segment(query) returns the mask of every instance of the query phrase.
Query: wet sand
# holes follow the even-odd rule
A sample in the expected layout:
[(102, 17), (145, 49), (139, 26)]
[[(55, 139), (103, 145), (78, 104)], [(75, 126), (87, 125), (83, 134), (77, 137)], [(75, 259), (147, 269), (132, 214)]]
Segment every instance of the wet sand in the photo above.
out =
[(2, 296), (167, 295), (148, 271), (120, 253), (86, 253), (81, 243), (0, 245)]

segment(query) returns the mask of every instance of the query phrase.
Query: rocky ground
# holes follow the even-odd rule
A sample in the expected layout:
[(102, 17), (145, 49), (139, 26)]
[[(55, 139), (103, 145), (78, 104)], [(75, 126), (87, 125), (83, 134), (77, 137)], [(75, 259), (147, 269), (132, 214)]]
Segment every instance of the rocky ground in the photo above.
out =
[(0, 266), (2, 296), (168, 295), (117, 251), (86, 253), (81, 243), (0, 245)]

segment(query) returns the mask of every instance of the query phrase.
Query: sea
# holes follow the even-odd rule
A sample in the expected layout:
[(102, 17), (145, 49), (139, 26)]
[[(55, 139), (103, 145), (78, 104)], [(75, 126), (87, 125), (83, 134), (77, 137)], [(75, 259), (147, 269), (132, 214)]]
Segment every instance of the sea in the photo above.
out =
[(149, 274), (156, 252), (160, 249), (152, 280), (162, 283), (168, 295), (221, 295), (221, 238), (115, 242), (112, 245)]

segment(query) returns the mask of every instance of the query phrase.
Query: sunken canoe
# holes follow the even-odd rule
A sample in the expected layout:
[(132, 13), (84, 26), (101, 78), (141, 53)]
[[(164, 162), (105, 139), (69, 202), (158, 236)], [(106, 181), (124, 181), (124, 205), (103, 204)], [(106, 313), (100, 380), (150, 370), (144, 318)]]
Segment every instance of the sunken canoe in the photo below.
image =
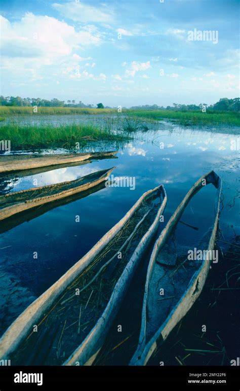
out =
[(89, 159), (112, 157), (116, 153), (117, 151), (72, 154), (4, 155), (0, 156), (0, 172), (3, 174), (40, 167), (61, 166), (62, 164), (82, 162)]
[(12, 365), (92, 364), (166, 202), (162, 185), (145, 193), (10, 326), (0, 339), (1, 359), (8, 358)]
[(100, 190), (106, 188), (106, 182), (101, 182), (99, 185), (96, 185), (94, 187), (89, 188), (87, 190), (83, 190), (79, 193), (76, 193), (71, 196), (68, 196), (64, 198), (55, 200), (51, 202), (41, 205), (40, 207), (31, 208), (24, 210), (22, 213), (14, 215), (8, 219), (2, 220), (0, 224), (0, 234), (14, 228), (18, 225), (22, 224), (25, 222), (29, 222), (33, 219), (35, 219), (45, 213), (52, 210), (55, 208), (62, 206), (64, 205), (74, 202), (75, 201), (85, 198), (90, 194), (97, 193)]
[(0, 221), (93, 188), (105, 182), (114, 168), (97, 171), (74, 181), (35, 187), (0, 196)]
[[(207, 255), (202, 261), (189, 261), (187, 248), (182, 249), (182, 253), (174, 248), (173, 234), (190, 199), (203, 185), (210, 183), (217, 189), (214, 223), (198, 247), (206, 249)], [(147, 270), (138, 344), (130, 365), (146, 365), (200, 295), (212, 262), (210, 253), (215, 246), (221, 187), (222, 181), (214, 171), (202, 176), (188, 191), (156, 241)], [(164, 290), (161, 291), (164, 296), (160, 296), (161, 289)]]

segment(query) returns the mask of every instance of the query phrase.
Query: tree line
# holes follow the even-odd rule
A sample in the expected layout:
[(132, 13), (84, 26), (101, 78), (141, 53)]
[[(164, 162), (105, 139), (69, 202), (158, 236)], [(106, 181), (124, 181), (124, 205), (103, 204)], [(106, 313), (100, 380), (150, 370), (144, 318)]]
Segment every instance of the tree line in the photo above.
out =
[[(37, 106), (38, 107), (73, 107), (73, 108), (88, 108), (90, 109), (97, 107), (98, 109), (104, 108), (102, 103), (99, 103), (97, 106), (94, 104), (85, 104), (80, 100), (78, 103), (75, 100), (67, 100), (65, 103), (64, 100), (59, 100), (56, 98), (48, 100), (46, 99), (41, 98), (21, 98), (20, 96), (0, 96), (1, 106)], [(237, 112), (240, 110), (240, 98), (234, 98), (228, 99), (228, 98), (221, 98), (214, 104), (208, 105), (207, 103), (201, 103), (196, 104), (179, 104), (174, 103), (172, 106), (158, 106), (157, 104), (145, 104), (142, 106), (132, 106), (132, 109), (142, 110), (172, 110), (175, 111), (196, 111), (202, 109), (204, 106), (206, 106), (208, 110), (209, 109), (213, 111), (230, 111)], [(112, 108), (109, 106), (105, 106), (106, 109)], [(116, 109), (117, 108), (115, 108)], [(123, 107), (123, 109), (126, 108)]]

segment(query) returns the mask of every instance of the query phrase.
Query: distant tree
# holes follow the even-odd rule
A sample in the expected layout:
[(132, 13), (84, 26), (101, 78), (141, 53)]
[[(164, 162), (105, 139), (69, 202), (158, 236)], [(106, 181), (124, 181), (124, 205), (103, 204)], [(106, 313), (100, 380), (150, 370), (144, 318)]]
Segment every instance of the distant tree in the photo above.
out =
[(230, 99), (228, 99), (227, 98), (221, 98), (218, 102), (217, 102), (214, 105), (214, 110), (220, 111), (227, 111), (229, 106), (229, 100)]

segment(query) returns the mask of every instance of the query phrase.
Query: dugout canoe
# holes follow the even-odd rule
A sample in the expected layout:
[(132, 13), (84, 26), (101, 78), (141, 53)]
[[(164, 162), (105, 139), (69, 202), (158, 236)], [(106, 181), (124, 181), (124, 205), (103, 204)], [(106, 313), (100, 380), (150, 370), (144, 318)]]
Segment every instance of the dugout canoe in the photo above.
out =
[(10, 229), (12, 229), (23, 223), (30, 221), (33, 219), (39, 217), (39, 216), (41, 216), (45, 213), (55, 208), (62, 206), (63, 205), (67, 205), (71, 202), (84, 198), (90, 195), (90, 194), (97, 193), (98, 191), (105, 188), (106, 188), (106, 182), (101, 182), (99, 185), (96, 185), (94, 187), (90, 188), (87, 190), (81, 191), (80, 193), (76, 193), (65, 198), (57, 199), (51, 202), (48, 202), (48, 203), (41, 205), (40, 206), (31, 208), (31, 209), (24, 210), (22, 212), (18, 213), (17, 215), (14, 215), (8, 219), (5, 219), (5, 220), (1, 221), (1, 224), (0, 224), (0, 234)]
[(74, 181), (35, 187), (0, 196), (0, 221), (45, 204), (94, 187), (105, 181), (115, 167), (101, 170)]
[[(214, 223), (197, 247), (207, 250), (207, 254), (202, 261), (189, 261), (186, 248), (179, 251), (180, 255), (179, 249), (174, 249), (173, 235), (190, 199), (203, 185), (210, 183), (217, 189)], [(146, 365), (200, 295), (212, 262), (209, 251), (214, 248), (221, 188), (222, 181), (214, 171), (202, 176), (188, 191), (156, 240), (147, 270), (138, 344), (130, 365)], [(162, 296), (160, 289), (164, 290), (161, 291)]]
[(12, 365), (91, 364), (156, 232), (166, 202), (162, 185), (145, 193), (13, 322), (0, 340), (0, 359), (8, 358)]
[[(14, 172), (28, 170), (41, 167), (60, 166), (63, 164), (77, 163), (90, 159), (102, 159), (112, 157), (117, 151), (89, 152), (76, 154), (51, 155), (9, 155), (0, 156), (0, 172)], [(56, 167), (55, 167), (56, 168)]]

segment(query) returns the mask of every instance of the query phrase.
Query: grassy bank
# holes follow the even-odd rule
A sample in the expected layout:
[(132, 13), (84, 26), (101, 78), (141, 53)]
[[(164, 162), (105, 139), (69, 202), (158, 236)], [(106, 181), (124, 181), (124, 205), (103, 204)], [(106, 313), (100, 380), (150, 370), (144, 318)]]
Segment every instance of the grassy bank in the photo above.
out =
[(32, 126), (10, 124), (0, 128), (0, 139), (10, 140), (12, 150), (57, 147), (74, 148), (89, 141), (124, 141), (129, 139), (126, 134), (115, 134), (109, 130), (88, 124), (51, 125)]
[(0, 116), (14, 114), (54, 115), (55, 114), (109, 114), (116, 113), (115, 109), (88, 109), (67, 107), (38, 107), (37, 113), (33, 112), (33, 108), (22, 106), (0, 106)]
[(206, 113), (165, 110), (128, 110), (129, 115), (146, 119), (177, 120), (181, 125), (230, 125), (240, 126), (240, 114), (236, 112)]

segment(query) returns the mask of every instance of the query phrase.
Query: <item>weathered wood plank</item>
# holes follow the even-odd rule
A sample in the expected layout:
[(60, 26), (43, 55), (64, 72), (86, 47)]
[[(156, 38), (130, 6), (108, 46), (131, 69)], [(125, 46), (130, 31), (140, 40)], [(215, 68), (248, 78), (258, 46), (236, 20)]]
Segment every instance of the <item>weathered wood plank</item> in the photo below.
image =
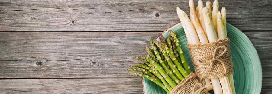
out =
[[(127, 78), (160, 32), (0, 32), (0, 78)], [(272, 73), (272, 32), (245, 32)]]
[(141, 78), (0, 79), (1, 94), (143, 94)]
[(263, 79), (261, 94), (272, 94), (272, 79)]
[[(178, 21), (176, 7), (189, 13), (188, 1), (3, 0), (0, 31), (161, 31)], [(220, 3), (241, 30), (272, 30), (271, 0)]]
[[(26, 83), (27, 82), (27, 83)], [(143, 94), (141, 79), (0, 79), (1, 94)], [(272, 94), (272, 79), (261, 94)]]

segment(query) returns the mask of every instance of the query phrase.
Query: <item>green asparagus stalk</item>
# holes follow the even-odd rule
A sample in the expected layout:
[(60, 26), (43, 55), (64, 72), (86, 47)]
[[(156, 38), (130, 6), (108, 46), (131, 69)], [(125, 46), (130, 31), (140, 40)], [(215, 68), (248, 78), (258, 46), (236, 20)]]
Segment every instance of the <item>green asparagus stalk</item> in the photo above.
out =
[(157, 41), (154, 41), (154, 42), (155, 43), (156, 45), (158, 46), (158, 47), (160, 49), (161, 52), (162, 52), (164, 56), (164, 57), (165, 58), (165, 59), (167, 60), (167, 62), (168, 63), (168, 64), (170, 67), (170, 68), (171, 68), (171, 69), (172, 69), (173, 72), (175, 74), (181, 81), (182, 81), (184, 78), (183, 78), (183, 77), (182, 76), (181, 74), (180, 73), (178, 70), (177, 68), (176, 67), (176, 66), (173, 63), (173, 62), (172, 61), (172, 60), (171, 59), (170, 59), (170, 58), (167, 54), (167, 52), (166, 52), (166, 51), (163, 49), (162, 47), (162, 46), (160, 44), (159, 42)]
[(165, 44), (163, 43), (162, 43), (161, 44), (163, 48), (166, 51), (166, 52), (168, 54), (168, 55), (169, 55), (169, 57), (172, 60), (172, 61), (173, 61), (175, 65), (177, 66), (178, 69), (178, 70), (180, 72), (180, 73), (181, 73), (181, 74), (182, 75), (183, 77), (185, 78), (186, 77), (189, 75), (189, 74), (188, 74), (187, 72), (184, 69), (184, 68), (183, 68), (180, 64), (180, 63), (178, 62), (178, 61), (177, 59), (176, 56), (174, 54), (174, 53), (173, 52), (173, 51), (172, 51), (171, 49), (169, 49)]
[(147, 53), (147, 54), (149, 55), (149, 56), (151, 58), (152, 58), (152, 59), (155, 61), (156, 62), (159, 62), (156, 56), (154, 55), (153, 52), (152, 52), (152, 51), (151, 51), (151, 50), (149, 49), (148, 47), (146, 45), (145, 46), (145, 49), (146, 50), (146, 52)]
[(170, 36), (173, 38), (174, 42), (175, 43), (176, 46), (177, 47), (177, 49), (178, 49), (178, 51), (180, 55), (180, 57), (181, 59), (181, 63), (188, 74), (190, 74), (191, 73), (191, 69), (190, 67), (188, 65), (186, 60), (185, 60), (184, 55), (183, 55), (183, 52), (181, 49), (181, 47), (180, 44), (178, 39), (177, 38), (177, 36), (173, 31), (170, 31), (169, 32)]
[(166, 87), (164, 86), (162, 82), (159, 79), (155, 78), (152, 77), (148, 75), (143, 74), (140, 73), (135, 72), (131, 72), (129, 73), (131, 75), (135, 75), (136, 76), (140, 76), (144, 78), (145, 78), (149, 80), (154, 82), (155, 83), (158, 85), (160, 87), (162, 88), (167, 93), (170, 92), (167, 89)]
[[(160, 40), (161, 40), (161, 42), (164, 43), (166, 43), (166, 41), (165, 40), (165, 39), (164, 39), (164, 38), (163, 37), (163, 36), (161, 34), (160, 34), (159, 35), (159, 38)], [(162, 59), (163, 60), (163, 61), (164, 61), (164, 62), (167, 62), (167, 61), (166, 61), (166, 60), (165, 60), (165, 58), (164, 58), (164, 56), (163, 56), (163, 55), (162, 54), (162, 53), (161, 53), (161, 52), (160, 51), (158, 52), (159, 54), (161, 55), (161, 57)], [(166, 64), (166, 65), (168, 65)], [(169, 66), (168, 66), (168, 68), (169, 68)]]
[[(151, 64), (150, 64), (149, 63), (147, 63), (146, 64), (148, 64), (150, 65), (152, 65)], [(162, 83), (163, 84), (163, 85), (164, 85), (164, 86), (166, 87), (166, 88), (167, 89), (168, 89), (169, 91), (171, 91), (173, 89), (173, 88), (170, 86), (170, 85), (169, 85), (169, 84), (168, 84), (168, 83), (167, 83), (167, 82), (166, 81), (166, 80), (165, 80), (165, 79), (163, 78), (163, 77), (161, 75), (159, 74), (159, 73), (155, 69), (154, 69), (153, 68), (151, 68), (151, 67), (152, 67), (152, 66), (151, 66), (149, 67), (148, 66), (146, 66), (145, 65), (140, 63), (136, 63), (135, 64), (135, 65), (137, 65), (137, 66), (138, 66), (138, 68), (141, 68), (142, 69), (145, 69), (147, 70), (148, 70), (148, 71), (149, 71), (149, 72), (143, 72), (143, 73), (146, 74), (147, 75), (148, 75), (149, 76), (151, 76), (151, 77), (153, 77), (153, 76), (154, 75), (151, 75), (152, 74), (150, 75), (150, 74), (149, 75), (148, 74), (145, 73), (148, 73), (148, 72), (150, 72), (151, 73), (153, 73), (153, 74), (155, 75), (156, 76), (156, 77), (153, 78), (159, 78), (159, 79), (162, 82)], [(139, 69), (136, 69), (136, 68), (135, 68), (134, 67), (135, 67), (131, 66), (129, 67), (129, 68), (127, 69), (127, 70), (129, 71), (133, 71), (138, 70), (140, 72), (143, 72), (142, 70), (140, 69), (139, 70)]]
[(168, 38), (167, 39), (167, 43), (168, 44), (168, 47), (172, 50), (173, 52), (174, 52), (174, 54), (176, 56), (176, 58), (177, 59), (178, 59), (178, 60), (179, 62), (181, 63), (181, 60), (180, 58), (180, 55), (179, 55), (178, 53), (177, 52), (178, 49), (177, 49), (176, 47), (175, 43), (174, 42), (174, 39), (173, 39), (173, 38), (170, 36), (170, 35), (168, 36)]
[(149, 57), (145, 57), (144, 59), (145, 59), (147, 61), (154, 66), (157, 70), (159, 71), (159, 73), (164, 78), (164, 79), (165, 79), (171, 87), (175, 87), (177, 86), (177, 84), (168, 76), (167, 74), (163, 70), (163, 68), (157, 62), (155, 62)]
[(135, 66), (131, 66), (129, 67), (127, 69), (127, 70), (129, 71), (134, 71), (138, 70), (139, 72), (141, 72), (143, 73), (146, 74), (152, 77), (157, 78), (157, 77), (151, 73), (150, 72), (147, 71), (144, 69), (140, 68), (138, 67)]
[(167, 42), (166, 42), (166, 41), (165, 40), (165, 39), (164, 38), (164, 37), (163, 37), (163, 36), (161, 34), (159, 35), (159, 38), (160, 40), (161, 40), (161, 42), (165, 44), (167, 43)]
[(170, 70), (169, 68), (167, 67), (167, 66), (165, 64), (165, 63), (164, 63), (164, 62), (161, 60), (161, 57), (160, 56), (159, 54), (158, 51), (157, 50), (157, 47), (156, 47), (156, 45), (155, 45), (155, 43), (154, 42), (153, 40), (151, 38), (150, 38), (149, 40), (150, 44), (152, 46), (152, 49), (153, 50), (156, 57), (157, 57), (157, 59), (158, 59), (158, 60), (159, 61), (159, 62), (161, 65), (162, 66), (163, 68), (164, 69), (164, 70), (165, 71), (166, 73), (170, 77), (175, 81), (176, 83), (177, 84), (179, 83), (180, 82), (180, 81), (177, 78), (176, 76), (173, 74), (173, 72), (172, 72), (172, 71)]

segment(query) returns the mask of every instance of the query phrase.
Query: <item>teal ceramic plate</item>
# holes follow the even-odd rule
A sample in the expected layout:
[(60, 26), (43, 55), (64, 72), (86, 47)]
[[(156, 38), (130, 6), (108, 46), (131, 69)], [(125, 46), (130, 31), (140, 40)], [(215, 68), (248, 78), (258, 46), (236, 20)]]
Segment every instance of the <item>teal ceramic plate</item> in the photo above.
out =
[[(227, 27), (228, 36), (230, 41), (236, 93), (260, 94), (262, 76), (261, 62), (257, 51), (250, 40), (242, 32), (228, 23)], [(169, 35), (169, 30), (177, 34), (186, 60), (194, 71), (187, 46), (187, 40), (181, 24), (176, 24), (163, 32), (165, 38), (167, 38)], [(158, 38), (157, 40), (159, 41)], [(143, 84), (145, 94), (167, 93), (159, 86), (147, 79), (143, 79)]]

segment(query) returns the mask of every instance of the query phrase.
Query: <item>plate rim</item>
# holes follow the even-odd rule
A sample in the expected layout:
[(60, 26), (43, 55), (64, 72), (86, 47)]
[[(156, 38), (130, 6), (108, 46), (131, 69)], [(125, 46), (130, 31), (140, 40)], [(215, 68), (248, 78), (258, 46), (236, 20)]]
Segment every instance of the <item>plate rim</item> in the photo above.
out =
[[(178, 21), (178, 22), (177, 22), (177, 23), (175, 23), (174, 24), (172, 25), (171, 25), (171, 26), (170, 26), (170, 27), (169, 27), (169, 28), (167, 28), (167, 29), (165, 29), (165, 30), (164, 31), (163, 31), (163, 32), (162, 32), (160, 33), (160, 34), (164, 34), (166, 32), (167, 32), (167, 31), (168, 31), (168, 30), (170, 28), (172, 28), (172, 27), (174, 26), (175, 26), (177, 24), (179, 24), (179, 23), (180, 23), (180, 21)], [(233, 25), (231, 25), (231, 24), (229, 24), (229, 23), (228, 23), (229, 25), (231, 25), (231, 26), (232, 26), (232, 27), (234, 27), (234, 28), (235, 28), (235, 29), (236, 29), (238, 30), (239, 30), (239, 31), (240, 31), (240, 32), (241, 32), (243, 34), (245, 34), (244, 33), (244, 32), (242, 32), (242, 31), (240, 30), (239, 30), (239, 29), (238, 29), (238, 28), (236, 28), (236, 27), (234, 26), (233, 26)], [(261, 69), (262, 69), (262, 70), (263, 70), (263, 69), (262, 69), (262, 65), (261, 65), (261, 60), (260, 59), (260, 57), (259, 57), (259, 54), (258, 54), (258, 51), (257, 51), (257, 50), (256, 49), (256, 48), (255, 48), (255, 47), (254, 46), (254, 45), (253, 45), (253, 44), (252, 44), (252, 42), (251, 41), (251, 40), (250, 40), (248, 38), (248, 37), (247, 36), (246, 36), (245, 34), (245, 35), (247, 37), (246, 37), (248, 39), (248, 40), (249, 40), (249, 41), (250, 42), (250, 43), (253, 46), (253, 47), (255, 49), (255, 50), (256, 51), (256, 52), (257, 52), (257, 54), (258, 54), (258, 58), (259, 58), (259, 60), (260, 61), (260, 64), (261, 64)], [(158, 36), (158, 37), (157, 37), (157, 38), (156, 39), (156, 40), (159, 40), (159, 36)], [(261, 82), (263, 82), (263, 72), (262, 72), (262, 79), (261, 79)], [(143, 93), (144, 93), (144, 94), (145, 94), (145, 87), (144, 87), (144, 83), (143, 83), (143, 78), (142, 78), (142, 85), (143, 86)], [(263, 85), (262, 85), (261, 86), (261, 89), (262, 88), (262, 87), (263, 87)], [(261, 93), (261, 91), (260, 91), (260, 94)]]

___

» **Short problem**
Please gather every line of the items that contains the word "plate".

» **Right answer**
Query: <item>teal ceramic plate</item>
Segment every instance of the <item>teal ceramic plate</item> in the photo above.
Query: <item>plate rim</item>
Segment every instance of the <item>plate rim</item> in the photo above.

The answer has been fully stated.